■ Stated problem ■
Copy out, exactly as given, every line from the line with "of the rear" to the end of the listing, both of those lines included.

■ Material provided ■

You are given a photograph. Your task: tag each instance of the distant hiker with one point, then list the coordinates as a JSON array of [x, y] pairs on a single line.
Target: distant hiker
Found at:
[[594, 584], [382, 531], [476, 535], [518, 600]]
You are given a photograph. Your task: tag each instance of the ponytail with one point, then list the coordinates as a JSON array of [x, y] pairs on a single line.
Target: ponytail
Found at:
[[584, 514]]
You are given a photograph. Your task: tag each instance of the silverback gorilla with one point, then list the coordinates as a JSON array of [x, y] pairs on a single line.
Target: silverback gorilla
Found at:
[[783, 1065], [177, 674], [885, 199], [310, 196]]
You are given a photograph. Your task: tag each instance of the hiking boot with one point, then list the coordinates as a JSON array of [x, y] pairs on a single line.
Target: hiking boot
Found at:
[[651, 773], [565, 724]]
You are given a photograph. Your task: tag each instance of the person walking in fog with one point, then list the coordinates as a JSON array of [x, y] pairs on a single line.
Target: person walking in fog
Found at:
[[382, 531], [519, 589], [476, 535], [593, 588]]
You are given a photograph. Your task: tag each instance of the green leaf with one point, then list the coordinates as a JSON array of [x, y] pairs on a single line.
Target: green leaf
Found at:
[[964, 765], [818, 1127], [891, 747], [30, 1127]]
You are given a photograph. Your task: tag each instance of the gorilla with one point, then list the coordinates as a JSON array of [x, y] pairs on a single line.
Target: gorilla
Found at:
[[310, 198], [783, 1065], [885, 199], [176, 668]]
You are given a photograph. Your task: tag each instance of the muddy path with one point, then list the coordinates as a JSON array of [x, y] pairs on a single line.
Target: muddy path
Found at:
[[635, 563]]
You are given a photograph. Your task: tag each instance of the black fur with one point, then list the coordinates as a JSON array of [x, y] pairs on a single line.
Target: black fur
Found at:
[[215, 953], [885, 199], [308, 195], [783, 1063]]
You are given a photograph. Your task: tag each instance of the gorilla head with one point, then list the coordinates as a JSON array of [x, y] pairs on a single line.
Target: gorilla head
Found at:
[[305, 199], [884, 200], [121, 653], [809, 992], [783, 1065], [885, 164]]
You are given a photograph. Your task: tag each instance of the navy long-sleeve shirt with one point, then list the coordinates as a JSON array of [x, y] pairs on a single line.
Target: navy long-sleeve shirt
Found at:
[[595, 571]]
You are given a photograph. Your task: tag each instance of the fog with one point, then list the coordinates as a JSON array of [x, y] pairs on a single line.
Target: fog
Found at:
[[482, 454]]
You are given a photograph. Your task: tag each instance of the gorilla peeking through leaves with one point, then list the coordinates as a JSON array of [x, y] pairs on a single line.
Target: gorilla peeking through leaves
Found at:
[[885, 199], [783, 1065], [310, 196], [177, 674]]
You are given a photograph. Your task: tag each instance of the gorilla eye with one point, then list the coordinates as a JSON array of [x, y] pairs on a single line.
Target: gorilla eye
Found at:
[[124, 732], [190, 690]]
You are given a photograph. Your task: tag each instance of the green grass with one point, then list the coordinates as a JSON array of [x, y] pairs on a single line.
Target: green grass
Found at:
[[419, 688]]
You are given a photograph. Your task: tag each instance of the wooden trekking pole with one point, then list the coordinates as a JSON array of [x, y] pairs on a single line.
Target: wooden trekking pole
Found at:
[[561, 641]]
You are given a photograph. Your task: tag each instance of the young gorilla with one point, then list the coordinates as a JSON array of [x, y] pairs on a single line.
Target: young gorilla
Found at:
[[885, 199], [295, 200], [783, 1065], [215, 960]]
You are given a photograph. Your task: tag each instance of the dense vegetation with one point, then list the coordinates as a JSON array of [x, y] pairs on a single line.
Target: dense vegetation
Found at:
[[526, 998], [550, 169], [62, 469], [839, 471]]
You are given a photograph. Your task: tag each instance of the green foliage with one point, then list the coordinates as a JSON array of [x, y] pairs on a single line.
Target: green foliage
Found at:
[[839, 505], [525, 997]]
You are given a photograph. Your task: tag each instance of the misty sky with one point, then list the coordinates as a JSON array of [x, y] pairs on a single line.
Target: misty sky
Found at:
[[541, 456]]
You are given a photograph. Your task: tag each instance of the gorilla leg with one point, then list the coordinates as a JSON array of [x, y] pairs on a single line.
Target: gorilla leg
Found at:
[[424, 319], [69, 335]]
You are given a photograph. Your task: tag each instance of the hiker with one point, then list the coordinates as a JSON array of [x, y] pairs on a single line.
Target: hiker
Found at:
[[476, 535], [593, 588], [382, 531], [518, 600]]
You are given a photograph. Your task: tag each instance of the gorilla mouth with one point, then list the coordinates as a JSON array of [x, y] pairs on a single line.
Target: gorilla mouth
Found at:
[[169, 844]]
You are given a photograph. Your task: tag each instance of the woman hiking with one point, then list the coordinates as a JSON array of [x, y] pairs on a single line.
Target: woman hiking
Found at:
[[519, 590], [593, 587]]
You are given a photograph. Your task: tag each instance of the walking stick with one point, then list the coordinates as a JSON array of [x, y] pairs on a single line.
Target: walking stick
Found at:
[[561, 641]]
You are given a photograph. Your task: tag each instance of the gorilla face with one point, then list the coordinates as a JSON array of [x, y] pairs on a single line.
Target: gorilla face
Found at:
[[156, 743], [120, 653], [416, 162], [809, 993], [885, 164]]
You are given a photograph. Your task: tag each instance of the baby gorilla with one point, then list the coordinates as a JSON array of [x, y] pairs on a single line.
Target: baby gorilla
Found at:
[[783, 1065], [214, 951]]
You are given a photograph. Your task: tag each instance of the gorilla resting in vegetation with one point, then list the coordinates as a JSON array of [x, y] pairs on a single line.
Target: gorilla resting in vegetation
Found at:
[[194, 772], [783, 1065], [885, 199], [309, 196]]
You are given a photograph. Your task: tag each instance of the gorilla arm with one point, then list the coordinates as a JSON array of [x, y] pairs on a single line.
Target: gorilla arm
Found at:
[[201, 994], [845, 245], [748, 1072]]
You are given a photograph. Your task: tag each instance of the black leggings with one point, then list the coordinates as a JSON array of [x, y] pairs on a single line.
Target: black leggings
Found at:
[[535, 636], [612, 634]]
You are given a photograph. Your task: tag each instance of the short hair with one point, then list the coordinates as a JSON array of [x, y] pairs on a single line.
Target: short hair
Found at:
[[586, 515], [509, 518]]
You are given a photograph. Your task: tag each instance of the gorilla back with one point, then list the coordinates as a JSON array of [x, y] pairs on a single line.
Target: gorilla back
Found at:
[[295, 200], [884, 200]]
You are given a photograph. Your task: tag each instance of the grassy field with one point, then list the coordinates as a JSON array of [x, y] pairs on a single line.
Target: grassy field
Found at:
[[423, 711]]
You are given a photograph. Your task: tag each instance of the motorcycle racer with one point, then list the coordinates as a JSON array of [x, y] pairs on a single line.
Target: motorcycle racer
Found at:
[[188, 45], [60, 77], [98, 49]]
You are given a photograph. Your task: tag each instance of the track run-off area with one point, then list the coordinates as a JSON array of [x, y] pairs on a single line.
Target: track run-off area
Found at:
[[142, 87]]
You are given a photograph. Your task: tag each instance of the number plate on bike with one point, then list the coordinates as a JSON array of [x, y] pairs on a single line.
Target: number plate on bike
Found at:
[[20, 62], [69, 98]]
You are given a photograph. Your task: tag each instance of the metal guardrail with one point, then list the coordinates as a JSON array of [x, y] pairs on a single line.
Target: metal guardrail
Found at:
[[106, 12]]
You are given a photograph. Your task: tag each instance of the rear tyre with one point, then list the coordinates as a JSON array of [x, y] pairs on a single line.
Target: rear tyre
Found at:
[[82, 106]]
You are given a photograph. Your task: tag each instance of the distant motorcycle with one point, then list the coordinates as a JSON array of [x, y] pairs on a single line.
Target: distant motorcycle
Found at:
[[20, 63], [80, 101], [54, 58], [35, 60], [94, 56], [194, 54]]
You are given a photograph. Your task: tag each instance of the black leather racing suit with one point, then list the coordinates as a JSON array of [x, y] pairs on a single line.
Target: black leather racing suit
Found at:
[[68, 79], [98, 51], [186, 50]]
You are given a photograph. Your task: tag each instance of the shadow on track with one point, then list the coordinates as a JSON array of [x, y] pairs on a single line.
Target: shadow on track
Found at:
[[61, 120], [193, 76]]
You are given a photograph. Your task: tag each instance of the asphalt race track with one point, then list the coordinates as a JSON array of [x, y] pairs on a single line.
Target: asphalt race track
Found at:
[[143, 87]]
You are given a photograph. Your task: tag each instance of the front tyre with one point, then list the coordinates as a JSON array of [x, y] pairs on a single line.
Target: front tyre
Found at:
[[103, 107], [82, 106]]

■ Solved exercise ■
You are given a photograph. Your task: tag each instance of the rear tyre with one point, then list the coordinates as a JSON array of [x, y] pairs on a single line.
Target: rear tyre
Found at:
[[82, 106]]
You are given a photograph. Your task: tag each instance of the distant motorcycle with one point, then list the coordinates as a JSON array of [x, y] pairs on a single line.
Target: distant motorcycle
Found at:
[[20, 63], [80, 101], [54, 58], [35, 60], [94, 56], [194, 54]]
You are given a photograph. Your task: tag each instance of the black leather racing suit with one point, then list the coordinates as a JSON array of [x, y] pairs on a single line.
Target: black leather racing suit
Found at:
[[68, 79], [98, 51], [186, 50]]
You are given a photograph. Your task: tag each instance of the shadow on track with one point, then list the coordinates as a JSON array of [x, y] pairs on a single line.
Target: shadow on track
Found at:
[[61, 120], [193, 76]]
You are given a photograph. Your task: tag each instance of the asphalt race track with one point, then list the coordinates as a JSON array of [x, y] pairs on a single line.
Target: asphalt race track
Found at:
[[143, 87]]
You are given a photograph. Your task: tag each instance of the front tyre with one point, then list the coordinates as a JSON array of [x, y] pairs on a single line.
Target: front tyre
Found at:
[[103, 107], [82, 106]]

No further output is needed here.